[Collected data entries]
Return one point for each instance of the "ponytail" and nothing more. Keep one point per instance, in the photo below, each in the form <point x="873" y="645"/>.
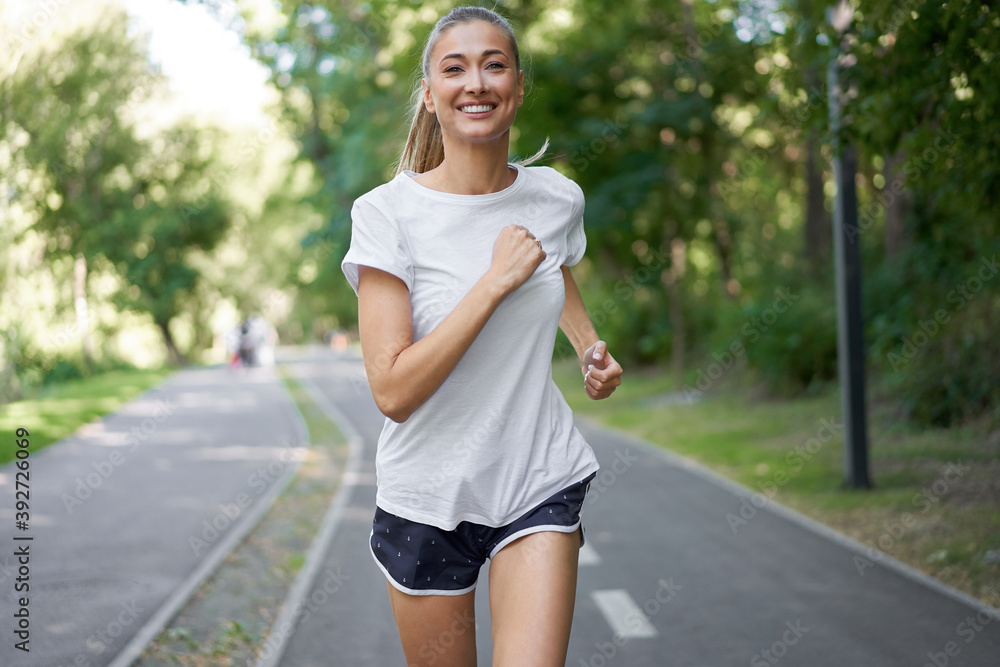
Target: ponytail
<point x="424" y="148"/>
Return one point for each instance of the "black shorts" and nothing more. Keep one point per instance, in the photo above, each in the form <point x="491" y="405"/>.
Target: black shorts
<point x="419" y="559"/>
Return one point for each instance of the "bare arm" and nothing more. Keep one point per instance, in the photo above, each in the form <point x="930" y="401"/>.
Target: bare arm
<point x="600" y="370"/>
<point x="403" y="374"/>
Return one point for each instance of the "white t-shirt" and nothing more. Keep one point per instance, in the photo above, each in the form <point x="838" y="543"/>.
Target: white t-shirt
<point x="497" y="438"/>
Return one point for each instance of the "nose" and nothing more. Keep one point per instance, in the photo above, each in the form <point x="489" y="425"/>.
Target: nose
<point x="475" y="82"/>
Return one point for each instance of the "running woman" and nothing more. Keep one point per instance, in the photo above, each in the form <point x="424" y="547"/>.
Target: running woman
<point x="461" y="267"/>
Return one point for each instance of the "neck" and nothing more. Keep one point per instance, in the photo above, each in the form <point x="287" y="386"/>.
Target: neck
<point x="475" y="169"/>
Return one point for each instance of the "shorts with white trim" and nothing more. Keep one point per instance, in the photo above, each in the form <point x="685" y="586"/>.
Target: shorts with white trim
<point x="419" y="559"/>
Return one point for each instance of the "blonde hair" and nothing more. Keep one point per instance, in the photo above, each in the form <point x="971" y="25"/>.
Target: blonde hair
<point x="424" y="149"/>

→ **Work item**
In your copy, reproduce the data above exactly and skip every picture.

→ **Solved problem**
Return one point for each instance of the "ponytail" and nothing more. Keep one point per instance, in the photo below, each in the form <point x="873" y="645"/>.
Target: ponytail
<point x="424" y="148"/>
Return one point for each instance of the "black shorts" and nothing more. Keep one point per instance, in the photo above, each in the form <point x="491" y="405"/>.
Target: black shorts
<point x="419" y="559"/>
Return one point for each instance of the "bare arm" and nothing more. Keep one point per instance, in the photo above, each in the form <point x="930" y="401"/>.
Target: bare arm
<point x="600" y="370"/>
<point x="403" y="374"/>
Return one point for each instance of the "white t-shirt" and nothing more. Keep one point per instance, in the photo above, each in the form <point x="838" y="543"/>.
Target: white t-shirt
<point x="497" y="438"/>
Return one point for each instance of the "nose" and nothing more. Keep one point per instance, in the photo above, each in the form <point x="489" y="425"/>.
Target: nose
<point x="475" y="82"/>
Return one point for each instance of the "running woman" and nothing more. Keep one point per instance, in the photo above, each in the form <point x="424" y="547"/>.
Target: running woman
<point x="461" y="267"/>
Return one point for each instance of the "neck" and nothing more. Keep one point per instance, in the photo above, each in the form <point x="287" y="386"/>.
Target: neck
<point x="475" y="169"/>
Return one point for each instance of the "shorts with white trim" and nothing more. Keep one point per instance, in the photo above, each in the form <point x="685" y="586"/>.
Target: shorts with white trim
<point x="419" y="559"/>
Return one point for each instance of the "blonde hair" and nothing more. Keep one point per instance, in the photo above, each in the form <point x="971" y="25"/>.
Target: blonde hair
<point x="424" y="149"/>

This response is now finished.